SUPPLIED TEXT:
........

Romeo & Juliet, Birmingham Royal Ballet, Sadler’s Wells. Review by Julia Pascal.

Kenneth MacMillan’s 1965 creation of Romeo & Juliet for the Royal Ballet hit the headlines when the premiere went to Margot Fonteyn and Rudolf Nureyev at Covent Garden displacing Lynn Seymour and Christopher Gable for whom the was created.  The ballet is rooted in the 1960s spirit of youth culture which championed sexual freedom.  I first saw it in the 1990s at Covent Garden with original designs by Nicholas Georgiadis and costumes by Yolanda Sonnabend.  The work, set to Sergei Prokofiev’s 1935 composition, is one of the most thrilling dramatic ballets ever produced in the twentieth century.

Just before his death, MacMillan restaged it in 1992 for the Birmingham Royal Ballet.  He did not use Georgiades and Sonnabend’s designs but selected Paul Andrews to create new visuals for the touring company.  Georgiadis’ aesthetic was rooted in the late Renaissance whereas Andrews’ brief was to set the story earlier in the Italian Renaissance.  This does not make a huge difference in the look of the work but there are moments when clearer staging would have been more effective and a theatre director’s eye would have been useful at certain points in this production.  For example, when Juliet takes poison, and is believed to be dead, her parents and attendants rush to her prone body.  Because her bed is not raised, and her head is pointing upstage, and because the family also look upstage, we lose all faces and see no drama at all.  This production is so under-lit so that the general wash flattens out the individual creating a general murk.  Is this Lighting Designer John B. Read’s intention or is it that a technician neglected to raise the lighting levels for Sadler’s Wells?

........

CHALLENGE 1:
Pick out every line of the records below that contains the string "mask", paying attention to case.

........

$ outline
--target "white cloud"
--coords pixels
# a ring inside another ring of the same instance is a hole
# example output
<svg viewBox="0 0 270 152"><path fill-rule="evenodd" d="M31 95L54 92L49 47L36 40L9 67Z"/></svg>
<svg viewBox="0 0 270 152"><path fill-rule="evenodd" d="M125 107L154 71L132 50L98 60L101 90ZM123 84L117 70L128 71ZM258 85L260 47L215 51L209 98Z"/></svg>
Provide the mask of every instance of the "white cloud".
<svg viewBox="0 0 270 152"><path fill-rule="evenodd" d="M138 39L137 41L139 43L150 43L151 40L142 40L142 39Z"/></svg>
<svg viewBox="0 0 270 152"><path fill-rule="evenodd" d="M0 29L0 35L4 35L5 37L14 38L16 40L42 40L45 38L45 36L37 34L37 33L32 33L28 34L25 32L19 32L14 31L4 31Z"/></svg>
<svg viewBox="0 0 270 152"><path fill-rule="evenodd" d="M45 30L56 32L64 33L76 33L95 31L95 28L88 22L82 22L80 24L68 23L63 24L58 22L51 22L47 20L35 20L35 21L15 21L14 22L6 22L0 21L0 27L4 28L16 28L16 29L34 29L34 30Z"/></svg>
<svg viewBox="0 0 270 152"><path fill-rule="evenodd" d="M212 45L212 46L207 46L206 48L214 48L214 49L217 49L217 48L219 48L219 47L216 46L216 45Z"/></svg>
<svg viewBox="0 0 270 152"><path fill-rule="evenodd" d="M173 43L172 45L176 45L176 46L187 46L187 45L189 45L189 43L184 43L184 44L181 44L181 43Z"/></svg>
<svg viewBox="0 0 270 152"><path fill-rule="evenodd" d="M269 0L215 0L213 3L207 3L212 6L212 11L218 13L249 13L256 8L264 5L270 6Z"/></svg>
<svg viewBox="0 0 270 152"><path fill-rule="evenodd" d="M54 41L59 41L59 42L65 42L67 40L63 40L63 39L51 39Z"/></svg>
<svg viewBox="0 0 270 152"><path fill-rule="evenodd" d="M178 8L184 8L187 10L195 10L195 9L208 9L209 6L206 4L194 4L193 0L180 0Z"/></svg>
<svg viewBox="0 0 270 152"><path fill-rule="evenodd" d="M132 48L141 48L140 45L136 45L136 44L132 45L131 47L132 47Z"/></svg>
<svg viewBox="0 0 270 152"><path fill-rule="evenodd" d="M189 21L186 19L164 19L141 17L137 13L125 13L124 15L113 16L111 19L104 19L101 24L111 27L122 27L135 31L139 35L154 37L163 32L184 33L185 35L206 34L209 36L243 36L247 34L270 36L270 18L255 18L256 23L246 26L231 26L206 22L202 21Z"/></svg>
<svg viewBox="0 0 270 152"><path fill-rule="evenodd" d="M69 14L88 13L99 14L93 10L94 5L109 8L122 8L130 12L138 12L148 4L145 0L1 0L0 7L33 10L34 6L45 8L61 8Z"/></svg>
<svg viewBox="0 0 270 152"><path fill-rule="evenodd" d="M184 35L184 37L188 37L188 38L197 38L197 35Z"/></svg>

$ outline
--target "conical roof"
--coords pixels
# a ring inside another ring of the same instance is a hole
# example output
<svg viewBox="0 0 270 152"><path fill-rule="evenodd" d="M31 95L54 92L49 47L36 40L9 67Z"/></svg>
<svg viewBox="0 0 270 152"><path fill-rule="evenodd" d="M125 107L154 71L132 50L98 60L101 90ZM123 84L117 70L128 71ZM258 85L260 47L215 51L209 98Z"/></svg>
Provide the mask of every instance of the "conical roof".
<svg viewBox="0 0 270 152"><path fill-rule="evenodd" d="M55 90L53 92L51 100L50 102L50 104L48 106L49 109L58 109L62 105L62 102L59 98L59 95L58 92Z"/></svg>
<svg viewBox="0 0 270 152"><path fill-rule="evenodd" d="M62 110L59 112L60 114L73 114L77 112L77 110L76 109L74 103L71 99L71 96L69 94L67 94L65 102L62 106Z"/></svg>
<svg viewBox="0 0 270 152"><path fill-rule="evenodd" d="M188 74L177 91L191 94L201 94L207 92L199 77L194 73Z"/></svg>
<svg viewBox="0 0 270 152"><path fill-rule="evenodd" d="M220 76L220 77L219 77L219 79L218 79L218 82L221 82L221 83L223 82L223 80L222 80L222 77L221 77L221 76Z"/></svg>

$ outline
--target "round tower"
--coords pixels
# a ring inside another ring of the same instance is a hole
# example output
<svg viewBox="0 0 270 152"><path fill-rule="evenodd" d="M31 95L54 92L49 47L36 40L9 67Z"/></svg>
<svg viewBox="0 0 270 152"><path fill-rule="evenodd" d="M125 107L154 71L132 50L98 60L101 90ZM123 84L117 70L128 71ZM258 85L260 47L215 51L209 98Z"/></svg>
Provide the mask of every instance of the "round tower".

........

CHALLENGE 2:
Answer these questions using the ballet review above:
(a) Whose composition is the ballet set to, and in what year was that music composed?
(b) Who was chosen to create new visuals when MacMillan restaged the ballet for the Birmingham Royal Ballet?
(c) Who is named as the Lighting Designer of this production?

TASK OUTPUT 1:
Provide the mask of every instance of the "white cloud".
Provide the mask of every instance of the "conical roof".
Provide the mask of every instance of the "round tower".

TASK OUTPUT 2:
(a) Sergei Prokofiev, 1935.
(b) Paul Andrews.
(c) John B. Read.